■ Natural language region descriptions:

##############################

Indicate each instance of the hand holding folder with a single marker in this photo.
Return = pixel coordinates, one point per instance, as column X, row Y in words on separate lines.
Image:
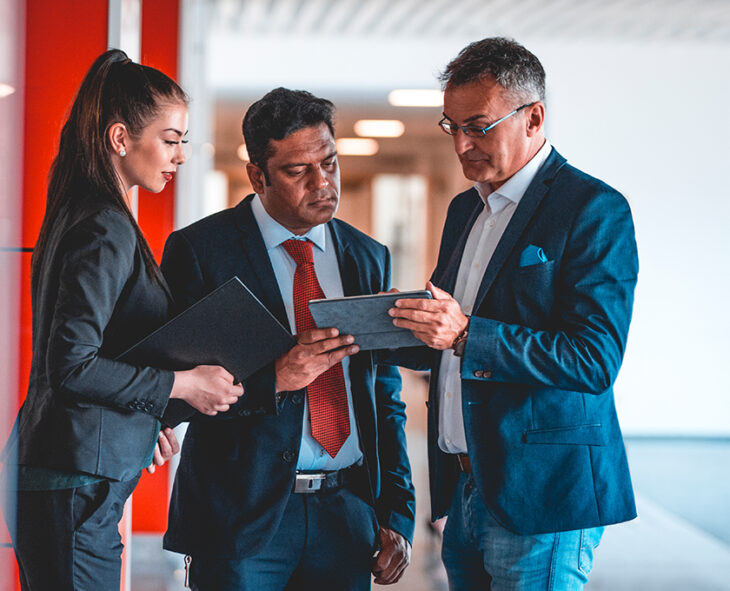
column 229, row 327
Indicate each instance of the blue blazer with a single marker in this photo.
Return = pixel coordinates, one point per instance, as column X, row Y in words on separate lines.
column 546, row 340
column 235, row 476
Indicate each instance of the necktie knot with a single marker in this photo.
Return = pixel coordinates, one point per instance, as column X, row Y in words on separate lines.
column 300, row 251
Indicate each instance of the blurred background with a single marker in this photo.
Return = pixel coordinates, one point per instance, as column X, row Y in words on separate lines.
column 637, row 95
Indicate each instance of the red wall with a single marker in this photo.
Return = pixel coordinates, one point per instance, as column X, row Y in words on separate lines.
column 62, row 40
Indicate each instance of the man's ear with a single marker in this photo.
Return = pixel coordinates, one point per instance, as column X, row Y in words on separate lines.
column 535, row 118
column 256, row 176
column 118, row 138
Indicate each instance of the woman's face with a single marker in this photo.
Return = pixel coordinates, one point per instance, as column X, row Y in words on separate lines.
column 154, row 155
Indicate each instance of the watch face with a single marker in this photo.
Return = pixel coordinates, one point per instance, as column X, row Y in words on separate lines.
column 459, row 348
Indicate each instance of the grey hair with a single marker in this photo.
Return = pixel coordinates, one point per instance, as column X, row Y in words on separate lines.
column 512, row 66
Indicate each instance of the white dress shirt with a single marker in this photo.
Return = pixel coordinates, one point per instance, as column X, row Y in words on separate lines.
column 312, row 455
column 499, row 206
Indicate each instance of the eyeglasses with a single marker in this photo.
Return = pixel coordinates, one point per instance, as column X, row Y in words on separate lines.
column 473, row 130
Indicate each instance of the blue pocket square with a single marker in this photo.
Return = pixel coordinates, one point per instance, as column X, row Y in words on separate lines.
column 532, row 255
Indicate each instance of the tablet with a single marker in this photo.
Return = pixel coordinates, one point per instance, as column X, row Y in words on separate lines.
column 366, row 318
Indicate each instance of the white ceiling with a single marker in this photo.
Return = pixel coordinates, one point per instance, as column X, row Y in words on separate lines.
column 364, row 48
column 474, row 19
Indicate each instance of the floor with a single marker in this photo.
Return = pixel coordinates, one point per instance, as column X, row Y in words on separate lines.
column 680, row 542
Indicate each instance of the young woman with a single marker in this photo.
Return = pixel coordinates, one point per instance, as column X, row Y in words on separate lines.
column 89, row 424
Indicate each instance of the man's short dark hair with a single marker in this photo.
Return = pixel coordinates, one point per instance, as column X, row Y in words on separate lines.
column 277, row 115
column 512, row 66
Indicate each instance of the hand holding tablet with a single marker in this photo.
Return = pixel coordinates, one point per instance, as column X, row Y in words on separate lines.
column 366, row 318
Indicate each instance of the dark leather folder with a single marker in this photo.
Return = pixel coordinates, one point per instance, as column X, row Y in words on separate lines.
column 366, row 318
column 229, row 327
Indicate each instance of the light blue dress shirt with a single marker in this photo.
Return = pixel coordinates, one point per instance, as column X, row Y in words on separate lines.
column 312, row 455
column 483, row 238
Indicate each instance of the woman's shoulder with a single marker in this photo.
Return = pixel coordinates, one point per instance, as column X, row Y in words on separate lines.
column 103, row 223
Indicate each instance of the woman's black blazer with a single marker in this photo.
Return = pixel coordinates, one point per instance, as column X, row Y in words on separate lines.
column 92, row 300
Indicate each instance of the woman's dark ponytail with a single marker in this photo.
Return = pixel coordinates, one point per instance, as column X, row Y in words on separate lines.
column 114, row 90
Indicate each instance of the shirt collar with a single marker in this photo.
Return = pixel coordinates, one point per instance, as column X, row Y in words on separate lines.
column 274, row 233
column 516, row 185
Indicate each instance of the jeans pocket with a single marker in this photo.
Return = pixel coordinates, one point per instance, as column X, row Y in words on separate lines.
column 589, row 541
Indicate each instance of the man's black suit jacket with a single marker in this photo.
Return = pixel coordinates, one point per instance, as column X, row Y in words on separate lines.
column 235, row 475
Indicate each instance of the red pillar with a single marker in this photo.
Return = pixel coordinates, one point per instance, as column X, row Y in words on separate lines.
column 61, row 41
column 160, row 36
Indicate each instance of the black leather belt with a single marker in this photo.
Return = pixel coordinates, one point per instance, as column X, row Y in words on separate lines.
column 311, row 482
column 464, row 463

##############################

■ Your task:
Your answer must be an exact copy of the records, free of images.

■ Solution:
Indicate each instance of the hand holding folder with a single marker in this photo.
Return = pixel coordinates, one point per instance, as column X, row Y in words on separate lines.
Image:
column 229, row 327
Indicate each instance of the blue blazer with a single marker in this photo.
Return = pixel coordinates, one point per instance, as column X, row Y in words on separate lines.
column 546, row 340
column 235, row 476
Indicate each instance of the necktie knot with a single marker in this photo.
Return = pixel coordinates, one point per instance, as column X, row Y in words on separate lines.
column 300, row 251
Indicate each instance of the blurred background with a single marker in this photo.
Return = pixel coordinates, one point per instance, as column X, row Y in words on separate lines.
column 637, row 95
Indicate each instance of the red wall with a single marker in this photo.
Return = pixel coordinates, one point per instance, as column X, row Y in words on separate lines.
column 62, row 40
Indicate each instance of the man's ear with a single marker in this photo.
Return = pixel coordinates, one point per instance, as column X, row Y in words on separate lines.
column 535, row 118
column 256, row 176
column 118, row 138
Indicate each instance of the woman's face with a single marker in this photo.
Return = pixel coordinates, one point per instance, as column X, row Y in words on separate lines.
column 154, row 155
Indicate each instance of the watch face with a single marker in this photo.
Return = pixel coordinates, one point per instance, as column X, row Y in words on separate lines.
column 459, row 348
Indicate each instance of the grey hair with a single marker in this photo.
Return = pixel coordinates, one point per instance, as column X, row Y in words on separate lines.
column 512, row 66
Indicate each instance of the white dress shirt with a single marker in this photo.
Return = pixel coordinates, one point per instance, as column X, row Y in words on separate lines.
column 312, row 455
column 499, row 206
Indicate each instance of the eyeglasses with a single marker in this photo.
Return = pixel coordinates, one point per instance, as column X, row Y in words on separate lines.
column 473, row 130
Indicate each instance of the blue pocket square with a single marker in this photo.
Return = pixel coordinates, one point per instance, as column X, row Y in words on separate lines.
column 532, row 255
Indicate each instance of the tablet with a single marker in this photo.
Return = pixel coordinates, one point per instance, as column X, row Y in words on separate lines.
column 366, row 318
Indicate each instance of the white ceiling with a single marker in this photo.
Return = pixel coordinates, one point per instance, as column X, row Y in words on separate lines.
column 364, row 48
column 474, row 19
Indicate each instance of the floor with a single marker in this photo.
Return = pixel coordinates, one point per instance, as column X, row Y in words on separate lines.
column 680, row 542
Indicate each instance of the young woman with a single marker in this photo.
Return = pixel coordinates, one point per instance, as column X, row Y in words on separate lines.
column 89, row 424
Indicate each instance of the man's short dark hair with a single marker in this photo.
Return = pixel coordinates, one point per instance, as column X, row Y in words on separate lines.
column 277, row 115
column 512, row 66
Indicate each instance of the hand holding tablet with a single marker in this photo.
Return = pixel coordinates, one point per instance, as column X, row Y in words on separate lines.
column 366, row 318
Indicate each instance of the dark leather folder with a single marker in this photo.
Return = pixel coordinates, one point per instance, as column X, row Y in words on separate lines.
column 366, row 318
column 229, row 327
Indicate each instance of the light blue dress shirt with a single marker in this photo.
Return = pixel coordinates, one point per instance, as column X, row Y in words on separate lines.
column 312, row 455
column 483, row 238
Indicate each instance of the woman's shoulder with a single marker in this photo.
Return = pixel coordinates, one point per instance, as column X, row Y in words on separate lines.
column 103, row 223
Indicate each instance of the woman's black blazer with a single marker in this photo.
Return = pixel coordinates, one point per instance, as column X, row Y in words on separate lines.
column 92, row 300
Indicate each instance of the woman's dark ponytail with a single marker in this photo.
Return = pixel coordinates, one point per instance, as column X, row Y in words on separate lines.
column 114, row 90
Indicate each instance of the shirt collar with a single marker in this photo.
Return = pixel coordinates, one point per instance, as column X, row Y in words on separate lines.
column 274, row 233
column 516, row 185
Indicate each instance of the jeans pocket with a single marker in this photo.
Return = pixel coordinates, one point per instance, as column X, row Y in words on separate lines.
column 589, row 541
Indicate each instance of the man's black suit jacket with a single marker in this photo.
Return = pixel coordinates, one point per instance, as column X, row Y in words on separate lines.
column 235, row 475
Indicate each instance of the red pillar with a single marker in this photo.
Return = pixel coordinates, one point per instance, as column X, row Y in words on separate lines.
column 61, row 41
column 160, row 36
Indicate each instance of the black leather belt with a single marker in this photo.
Return = pixel coordinates, one point per instance, as column X, row Y in words on separate lines.
column 311, row 482
column 464, row 463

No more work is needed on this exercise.